__Task requirements__. The data must be written out once more, precisely as given.

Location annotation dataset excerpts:
────────
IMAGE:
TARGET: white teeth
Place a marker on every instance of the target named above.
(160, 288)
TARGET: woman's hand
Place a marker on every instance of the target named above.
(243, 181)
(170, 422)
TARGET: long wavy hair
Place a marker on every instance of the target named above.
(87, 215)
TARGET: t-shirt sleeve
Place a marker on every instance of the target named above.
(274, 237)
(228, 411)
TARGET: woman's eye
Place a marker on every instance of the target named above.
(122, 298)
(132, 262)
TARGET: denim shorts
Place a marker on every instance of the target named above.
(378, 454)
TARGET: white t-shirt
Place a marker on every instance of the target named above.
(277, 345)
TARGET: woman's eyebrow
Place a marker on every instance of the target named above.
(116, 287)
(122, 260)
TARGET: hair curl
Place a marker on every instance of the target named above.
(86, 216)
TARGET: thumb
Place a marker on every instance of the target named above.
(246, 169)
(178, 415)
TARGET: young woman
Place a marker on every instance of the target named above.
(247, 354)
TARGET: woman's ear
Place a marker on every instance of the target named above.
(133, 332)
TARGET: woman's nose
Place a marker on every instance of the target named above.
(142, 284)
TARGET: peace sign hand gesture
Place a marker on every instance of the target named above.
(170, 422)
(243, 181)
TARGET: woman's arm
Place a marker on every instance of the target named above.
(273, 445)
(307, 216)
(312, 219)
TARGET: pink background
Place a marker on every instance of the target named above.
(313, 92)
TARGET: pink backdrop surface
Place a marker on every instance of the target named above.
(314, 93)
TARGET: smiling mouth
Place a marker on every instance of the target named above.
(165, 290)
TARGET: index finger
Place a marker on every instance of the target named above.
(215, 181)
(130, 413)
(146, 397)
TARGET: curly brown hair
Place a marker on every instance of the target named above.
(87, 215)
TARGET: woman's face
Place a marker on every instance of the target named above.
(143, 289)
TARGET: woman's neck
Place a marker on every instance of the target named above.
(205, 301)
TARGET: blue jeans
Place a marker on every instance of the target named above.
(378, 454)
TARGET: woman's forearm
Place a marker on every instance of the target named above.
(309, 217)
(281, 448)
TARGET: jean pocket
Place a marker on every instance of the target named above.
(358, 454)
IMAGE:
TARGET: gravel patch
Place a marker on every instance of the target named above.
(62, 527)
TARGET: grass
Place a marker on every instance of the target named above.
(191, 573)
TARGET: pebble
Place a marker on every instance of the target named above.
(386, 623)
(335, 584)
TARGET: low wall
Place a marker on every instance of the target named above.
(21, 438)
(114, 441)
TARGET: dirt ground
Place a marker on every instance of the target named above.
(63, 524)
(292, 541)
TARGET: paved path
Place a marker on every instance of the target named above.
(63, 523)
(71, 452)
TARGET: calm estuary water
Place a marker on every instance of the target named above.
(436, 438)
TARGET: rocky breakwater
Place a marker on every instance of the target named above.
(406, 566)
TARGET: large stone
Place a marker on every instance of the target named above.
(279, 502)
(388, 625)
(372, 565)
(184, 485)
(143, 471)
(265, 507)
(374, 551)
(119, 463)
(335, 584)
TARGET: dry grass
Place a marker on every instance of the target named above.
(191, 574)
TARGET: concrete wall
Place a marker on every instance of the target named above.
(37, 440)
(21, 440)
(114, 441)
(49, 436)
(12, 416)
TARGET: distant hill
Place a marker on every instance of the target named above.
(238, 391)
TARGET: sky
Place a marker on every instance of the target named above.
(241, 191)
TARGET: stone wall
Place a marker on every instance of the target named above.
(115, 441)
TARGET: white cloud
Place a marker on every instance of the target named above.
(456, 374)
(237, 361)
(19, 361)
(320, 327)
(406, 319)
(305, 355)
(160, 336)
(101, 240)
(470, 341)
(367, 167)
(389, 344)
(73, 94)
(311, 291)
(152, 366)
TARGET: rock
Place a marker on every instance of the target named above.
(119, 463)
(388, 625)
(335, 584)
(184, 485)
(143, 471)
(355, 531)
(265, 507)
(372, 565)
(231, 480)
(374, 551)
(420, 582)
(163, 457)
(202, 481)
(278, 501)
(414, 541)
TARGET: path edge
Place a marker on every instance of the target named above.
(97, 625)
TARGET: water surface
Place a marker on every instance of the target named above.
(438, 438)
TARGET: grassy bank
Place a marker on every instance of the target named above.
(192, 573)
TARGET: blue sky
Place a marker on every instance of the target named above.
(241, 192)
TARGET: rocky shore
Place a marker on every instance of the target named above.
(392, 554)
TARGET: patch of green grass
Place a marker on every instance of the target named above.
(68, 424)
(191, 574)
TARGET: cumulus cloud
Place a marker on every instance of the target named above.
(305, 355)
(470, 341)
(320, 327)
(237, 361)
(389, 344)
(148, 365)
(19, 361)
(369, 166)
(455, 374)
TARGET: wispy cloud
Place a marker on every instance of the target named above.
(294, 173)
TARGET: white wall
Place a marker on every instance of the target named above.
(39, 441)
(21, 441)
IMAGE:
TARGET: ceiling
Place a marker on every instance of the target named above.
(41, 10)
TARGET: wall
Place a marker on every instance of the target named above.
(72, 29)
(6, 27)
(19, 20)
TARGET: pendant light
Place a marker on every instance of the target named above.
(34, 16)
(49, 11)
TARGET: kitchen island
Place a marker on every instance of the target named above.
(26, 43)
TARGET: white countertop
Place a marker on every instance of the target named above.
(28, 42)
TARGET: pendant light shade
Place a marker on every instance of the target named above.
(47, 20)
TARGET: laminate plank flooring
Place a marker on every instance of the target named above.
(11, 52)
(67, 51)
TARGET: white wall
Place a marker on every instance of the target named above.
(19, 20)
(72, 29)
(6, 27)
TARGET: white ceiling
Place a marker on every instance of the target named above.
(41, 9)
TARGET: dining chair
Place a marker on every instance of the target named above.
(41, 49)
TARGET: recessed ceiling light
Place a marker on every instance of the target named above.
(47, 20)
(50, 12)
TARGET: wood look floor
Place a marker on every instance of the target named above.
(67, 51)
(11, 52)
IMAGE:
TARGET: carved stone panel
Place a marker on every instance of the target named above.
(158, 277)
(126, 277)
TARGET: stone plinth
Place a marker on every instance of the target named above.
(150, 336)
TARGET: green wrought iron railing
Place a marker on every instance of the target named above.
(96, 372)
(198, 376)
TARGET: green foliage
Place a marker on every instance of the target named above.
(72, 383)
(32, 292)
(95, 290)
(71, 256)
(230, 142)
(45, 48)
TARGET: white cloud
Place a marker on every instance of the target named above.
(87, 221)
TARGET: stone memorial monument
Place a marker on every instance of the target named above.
────────
__Reply__.
IMAGE:
TARGET: white teeth
Place a marker on every instance of the target named above.
(160, 288)
TARGET: woman's hand
Place a marker on every instance of the target named above.
(243, 181)
(170, 422)
TARGET: long wavy hair
Place a marker on every instance of the target named above.
(87, 215)
TARGET: t-shirt sleeve
Place a marker on every instance of the target named above.
(274, 237)
(228, 411)
TARGET: woman's eye
Place a marker on every instance of the target named above.
(122, 298)
(132, 262)
TARGET: denim shorts
Place a marker on every instance of the target named above.
(378, 454)
TARGET: white t-shirt
Place a marker on every instance of the target named above.
(277, 345)
TARGET: woman's eyebrow
Place a marker on every instance of the target named above.
(116, 287)
(122, 260)
TARGET: hair curl
Place a marker on every instance of the target named above.
(86, 216)
TARGET: thumb
Place a marker on every instance of the target named above.
(246, 169)
(178, 415)
TARGET: young woman
Place a marker on every instance of the target named above.
(247, 354)
TARGET: woman's ear
Place a marker on every instance of the target named above.
(133, 332)
TARGET: woman's nose
Place a marker on every instance of the target named above.
(142, 284)
TARGET: peace sign hand gesture
Place a marker on every instance of the target named above.
(170, 422)
(243, 181)
TARGET: woman's arm
Place a marker on every instance of the target named above.
(273, 445)
(307, 216)
(312, 219)
TARGET: pink background
Place a marker on every instance of the target named above.
(313, 92)
TARGET: pink backdrop surface
Place a marker on every instance of the target named above.
(314, 93)
TARGET: smiling mouth
Place a marker on every instance of the target named above.
(165, 290)
TARGET: index finger
Place a marker on every instance of the target named above.
(215, 181)
(130, 413)
(146, 397)
TARGET: curly brown hair
Place a marker on every instance of the target named above.
(87, 215)
TARGET: woman's face
Place a marker on every instance of the target named above.
(143, 289)
TARGET: woman's neck
Place a marker on every instance of the target named above.
(205, 301)
TARGET: blue jeans
Place a marker on every instance of the target named above.
(378, 454)
TARGET: woman's forearm
Place a marker on every instance of the target named above.
(309, 217)
(281, 448)
TARGET: jean pocket
Place a marker on every instance of the target named above.
(358, 454)
IMAGE:
TARGET: gravel patch
Place a marker on every instance of the target named above.
(62, 527)
TARGET: grass
Place a marker on every instance of the target named above.
(191, 573)
TARGET: pebble
Place a marker on every instance of the target named above.
(386, 623)
(335, 584)
TARGET: low wall
Place a marker on every instance of the target named above.
(21, 438)
(114, 441)
TARGET: dirt ground
Place a marker on every instance of the target named above.
(63, 524)
(292, 541)
TARGET: paved path
Place a marker on every instance of the target named above.
(63, 523)
(71, 452)
TARGET: calm estuary water
Place a marker on every instance of the target named above.
(436, 438)
TARGET: rocky breakwater
Place a marker on every instance of the target named above.
(406, 566)
TARGET: large stone
Place a marker on every instance of the target named above.
(279, 502)
(388, 625)
(372, 565)
(184, 485)
(143, 471)
(265, 507)
(374, 551)
(119, 463)
(335, 584)
TARGET: dry grass
Place a marker on every instance of the target named above.
(191, 574)
TARGET: concrete wall
Place a marker on every instance of the target named above.
(37, 440)
(21, 440)
(114, 441)
(49, 436)
(12, 416)
TARGET: distant hill
Place a marker on every instance of the target named above.
(238, 391)
TARGET: sky
Place a marker on every instance of the target named above.
(241, 191)
TARGET: stone wall
Place a marker on every instance of the target named above.
(115, 441)
TARGET: white cloud
Place a marker on every instance of the target named above.
(456, 374)
(237, 361)
(19, 361)
(320, 327)
(406, 319)
(305, 355)
(160, 336)
(101, 240)
(470, 341)
(367, 167)
(389, 344)
(73, 94)
(311, 291)
(152, 366)
TARGET: rock
Place a marker on every instance of the target named above.
(119, 463)
(388, 625)
(335, 584)
(184, 485)
(143, 471)
(355, 531)
(265, 507)
(372, 565)
(231, 480)
(374, 551)
(420, 582)
(163, 457)
(202, 481)
(278, 501)
(414, 541)
TARGET: path edge
Place a marker on every instance of the target named above.
(97, 625)
TARGET: water surface
Place a marker on every instance of the target named above.
(438, 438)
TARGET: grassy bank
Place a marker on every instance of the target named above.
(192, 573)
TARGET: blue sky
Place a marker on every instance of the target named above.
(241, 192)
TARGET: rocky shore
Place a marker on every instance of the target named above.
(392, 554)
TARGET: patch of green grass
Place a marker on every instance of the target named above.
(68, 424)
(191, 574)
TARGET: cumulus cloud
Place a marker on every instance of the target named above.
(305, 355)
(470, 341)
(320, 327)
(237, 361)
(389, 344)
(148, 365)
(19, 361)
(369, 166)
(455, 374)
TARGET: wispy cloud
Place a marker on every instance of the target named above.
(294, 173)
TARGET: white wall
Place a marker on every instance of the target named above.
(39, 441)
(21, 441)
IMAGE:
TARGET: ceiling
Place a marker on every instance of the target named above.
(41, 10)
TARGET: wall
Place a marker on every instance of the target named above.
(72, 29)
(6, 27)
(19, 20)
TARGET: pendant light
Place a marker on every instance of the target named above.
(34, 16)
(49, 11)
TARGET: kitchen island
Place a marker on every instance of the target named above.
(26, 43)
TARGET: white countertop
Place a marker on every instance of the target named above.
(28, 42)
TARGET: pendant light shade
Place a marker on every instance of the target named above.
(47, 20)
TARGET: laminate plank flooring
Place a marker on every instance of the target named above.
(11, 52)
(67, 51)
TARGET: white wall
Place a marker on every instance of the target named above.
(19, 20)
(72, 29)
(6, 27)
TARGET: white ceiling
Place a marker on every instance of the target named above.
(41, 9)
TARGET: dining chair
Place a marker on every instance of the target named above.
(41, 49)
TARGET: recessed ceiling light
Place a marker on every instance of the target named above.
(47, 20)
(50, 12)
TARGET: wood look floor
Place a marker on every instance of the target named above.
(67, 51)
(11, 52)
IMAGE:
TARGET: carved stone panel
Place a marker on every instance of the target named above.
(158, 277)
(126, 277)
TARGET: stone plinth
Place a marker on every instance of the target named above.
(150, 336)
TARGET: green wrought iron railing
Place a marker on every instance of the target named above.
(96, 372)
(198, 376)
TARGET: green foliage
Place a marker on every instance of the target named above.
(72, 383)
(32, 292)
(95, 290)
(71, 256)
(230, 142)
(45, 48)
TARGET: white cloud
Place a marker on every instance of the target named above.
(87, 221)
TARGET: stone memorial monument
Place a marker on every instance of the target named above.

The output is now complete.